◆ **Task requirements**:
In the passage about Alex Rodriguez's contract, reproduce the text from "Alex Rodriguez, the" up to and including "2001 baseball season.", substituting "jersey" for "uniform".

◆ **Text excerpt**:
Alex Rodriguez, the man who signed the richest contract in professional sports history, is synonymous with a number. That figure is bigger in every way than the one on the back of his Texas Rangers uniform. Now batting, number 252.... He wears it wherever he goes, even to a back booth of a mid-priced restaurant on a weekday afternoon in Port Charlotte, Fla., as he did four days before the start of the 2001 baseball season.
"Just wanted to tell you I think you're worth every penny!" gushed an admirer who intruded on Rodriguez's otherwise quiet lunch. The man, offering neither a greeting nor an apology to go with his allusion to Rodriguez's $252 million, 10-year contract, left as quickly as he had so rudely arrived. Rodriguez smiled politely and then brushed away the interruption, as if it were a speck of lint on his sleeve.
"If I told you that made me feel good, then every time somebody tells me I'm not worth it, it should bother me, right?" he said. "You can't have it both ways, so I don't take any of it to heart. This is the first time I've been singled out like this. It's as though I'm walking around with a sign around my neck that says 252. How will I react? I've never been in this position, so I can't tell you for sure. I think I'll be fine."
Rodriguez is this year's version of Ken Griffey Jr., his former Seattle Mariners teammate who spent last season in a petri dish after his trade to and signing with the Cincinnati Reds. However, Rodriguez's deal is worth $135.5 million more than the Reds guaranteed Griffey over nine years. " Griffey got a message to me over the winter telling me I was in for my most challenging year," Rodriguez said. "I think he's right. That's why I worked so hard over the winter. I turned down Leno and Letterman and lots of stuff. It's like how I approach big games or RBI situations. When the pressure's greatest, I go back to basics, to the fundamentals. I'm ready."
Adding to his personal challenge, Rodriguez signed with a franchise that hasn't won a postseason series in its 40 previous years (including its 11 seasons as the Washington Senators) and is coming off a 91-loss, last-place performance in which its pitching was the worst in baseball. Rangers owner Tom Hicks gave Rodriguez the $252 million to enhance the value of his club (which, Hicks says, Rodriguez already has) and to help make Texas "one of the elite franchises in the game."

◆ **Provided data**:
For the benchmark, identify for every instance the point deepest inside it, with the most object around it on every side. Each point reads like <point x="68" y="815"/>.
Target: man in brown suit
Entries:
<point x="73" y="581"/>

◆ **Exercise result**:
Alex Rodriguez, the man who signed the richest contract in professional sports history, is synonymous with a number. That figure is bigger in every way than the one on the back of his Texas Rangers jersey. Now batting, number 252.... He wears it wherever he goes, even to a back booth of a mid-priced restaurant on a weekday afternoon in Port Charlotte, Fla., as he did four days before the start of the 2001 baseball season.